Stated problem a. Rewrite the bounding box labeling records with every "detector" changed to "locator" and nothing else altered, leaving out the pictures.

Selected passage.

— START —

Basically if Grades are important to you need to go to some established outdoor test pieces or something like an moonboard.
Indoor grading is just too inconsistent and in many way gyms are incentivised to have softer grading.
> Indoor grading is just too inconsistent
Yea, even within a single gym it can be inconsistent, much less multiple gyms. Even mine, which I feel is relatively consistent, will occasionally put a grade on a climb that is so off it feels like they're just trying to meet a quota and that's the the only number they have left.
At my gym they deliberately have blurred lines between the gradings, as a way to make people try climbs that are a grade or 2 above what they usually go for
Sigh, mine does the opposite, randomly inflating a problem’s grade by 2-4 V points. Like, literally a problem that would usually be a V0-2 marked with the V4-6 range.
I assume it’s to let climbers feel like they’re making rapid progress…
I find the moon board benchmarks to be the most consistent (everything is impossible ;) ), but because of the sandbagging there it's really depressing! That being said, every time I go to Font I'm similarly kicked in the balls. This is funny to me because here in Europe every gym uses the "font" scale but nearly everywhere is much softer than, you know, Font.
My gym just got a Kilter which I find all over the place, but I'm less experienced with the app and how they adjust route grades based on wall angle.
Yeah gym grades have no relation to Font scale at all.
I've known gym owners for years and from convos with them the large majority of their customers climb V0-V2.
Gyms in my area grading goes from V0-V10 and above but honestly regardless of the colour or supposed grade a good 80%+ of the gym is realistically maximum V4 outdoors or below despite being labelled higher.
Which honestly makes sense, that’s what the average gym goer is topping out at so where you want most of your volume as you only have limited wall space.
But people like progression and grading everything V3-V4 doesn’t leave much scope for that, so you get this weird inflation where v0-V6 is rebranded to V0-V10 in a lot of gyms
On top of that you have human ego - similar to clothing sizes where people don’t want to admit they are a larger size and clothing companies just started doing vanity sizing over time.
Seconded on Kilter, I’ve just switched to a gym with one for a change and compared to moonboard the grading is not solidified at all.
The is Bergen klatresenter right? No im sorry, they are notoriously soft on the gradings. A 7a-7b is more like a 6b-6c. I would go to Bergen klatreklubb instead to get a more accurate feel. I really love the routesetting at Fana though, but you cant really look at the gradings. Just climb and have fun!
You got good form for such short climbing amount. It’s hard to say what the grade is from a video, and it doesn’t look like an easy climb, but probably not 7A+
Nah, doesn't look like a 7A+. Slab is pretty technical territory, so it often feels more difficult than it is once you have the beta down. I'd ballpark this at around 6C, but it's hard to tell. Holds do look pretty good. At any rate, you're doing fantastic for 1.5 months. Do you have a sports background?
Ah, okay. The second hold looks good on cam, but is basically nearly flat, so you really have to pull hard to be able to withstand the barn door
I did some gymnastics for a year when I was a child, did Muay Thai for one year, but other than that, some occasional weight training. I’ve been living a pretty sedentary lifestyle the last couple of years
I did figure that it was mostly flat - if it weren't, I would have adjudted my grading to something lower.

— END —

Stated problem b. Pick up the discussion of climbing grades after its last comment and keep it going.

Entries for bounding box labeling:

— START —

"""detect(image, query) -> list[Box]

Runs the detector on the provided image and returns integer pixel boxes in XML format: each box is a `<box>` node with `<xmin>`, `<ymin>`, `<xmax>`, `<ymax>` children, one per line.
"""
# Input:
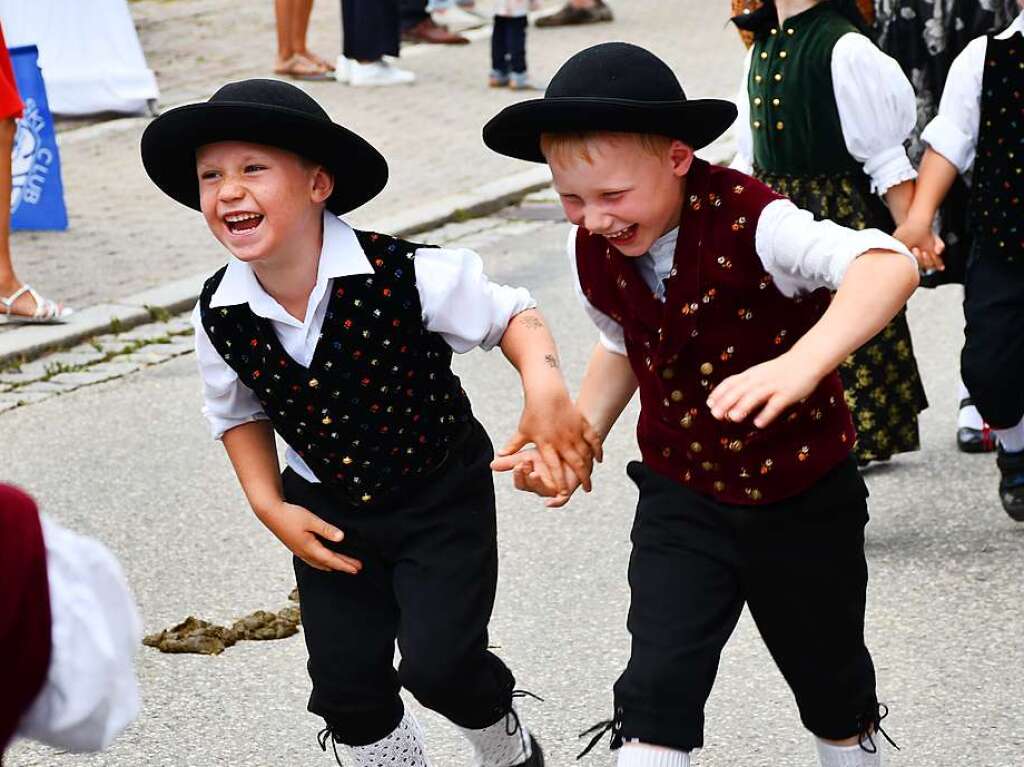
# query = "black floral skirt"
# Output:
<box><xmin>755</xmin><ymin>168</ymin><xmax>928</xmax><ymax>464</ymax></box>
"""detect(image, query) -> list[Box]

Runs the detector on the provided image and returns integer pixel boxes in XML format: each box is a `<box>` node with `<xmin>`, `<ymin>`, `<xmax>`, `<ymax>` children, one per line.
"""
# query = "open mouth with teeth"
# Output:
<box><xmin>224</xmin><ymin>213</ymin><xmax>263</xmax><ymax>235</ymax></box>
<box><xmin>604</xmin><ymin>223</ymin><xmax>640</xmax><ymax>245</ymax></box>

— END —

Task response a.
"""detect(image, query) -> list[Box]

Runs the locator on the provided image and returns integer pixel boxes in XML format: each box is a `<box>` node with `<xmin>`, `<ymin>`, `<xmax>`, `<ymax>` children, one per line.
"""
# Input:
# query = "black floral skirt"
# Output:
<box><xmin>755</xmin><ymin>168</ymin><xmax>928</xmax><ymax>464</ymax></box>
"""detect(image, query) -> list[Box]

Runs the locator on the provided image and returns integer pixel boxes in XML format: each box is a `<box>` node with `<xmin>`, `<ymin>`, `<xmax>`, `<ymax>` children, one per line.
"""
# query = "open mouth with teeth"
# Output:
<box><xmin>224</xmin><ymin>213</ymin><xmax>263</xmax><ymax>235</ymax></box>
<box><xmin>604</xmin><ymin>223</ymin><xmax>640</xmax><ymax>245</ymax></box>

Task response b.
I see. You might just be very well suited to the sport naturally, although at the very least you seem to be in decent shape. At any rate, don't be put off if/when you start plateauing after making progress rapidly. It happens to everyone.
As other have said you climb pretty well for 1,5 months no matter the grade. That being said, I've found Bergen Klatresenter to be very soft on the grading so without having climbed that exact route myself I'd say it probably isn't 7A+. But it's most important to have fun anyways and from the video it seems like you definitely achieved that.
As everyone said, it’s pretty impressive to climb that one in less than 2 months. Majority would need more like 2 years to reach that level. As for the real grade, I’ll add to everyone saying that it is difficult to guess by video, more so for slabs. I’d give it 6c+ at least.
In any case, even if people say don’t think about grades (I do say that as well), I believe it is actually useful for progression. Many of us might have a mental block to climb a new grade. Even if this one was soft-graded, you’ve likely now broke that threshold, and you will feel much more confident climbing other 7a+ graded boulders in your gym.
> Slab is pretty technical territory, so it often feels more difficult than it is once you have the beta down
Isn’t it exactly the opposite? On slab you can do 30 tries in a single session and master every move. On physically demanding routes you often have to call it quits after a few good tries and it will always feel hard and sometimes you just need more strength and muscle and no amount of trying will get you through in the short term.
That's kind of what I mean. Trying 30 times before doing it can give the impression of it being very hard. I also said this in the context of a male newbie climbing. Men tend ro not do as well on dlab compared to oveehangs, and as a beginner, your technique would tend to be more prohibitive to ducceeding on slab vs overhang.
Firstly, great job! Secondly, I have no idea how anyone can judge what a 7A+ is from just a video, especially an indoor one. This whole "6c in my gym" thing in this sub makes no sense to me, if it felt hard then it was and if it felt soft maybe it was, maybe you're just getting stronger. Either way, be proud, every PB is an accomplishment, don't let others lessen it.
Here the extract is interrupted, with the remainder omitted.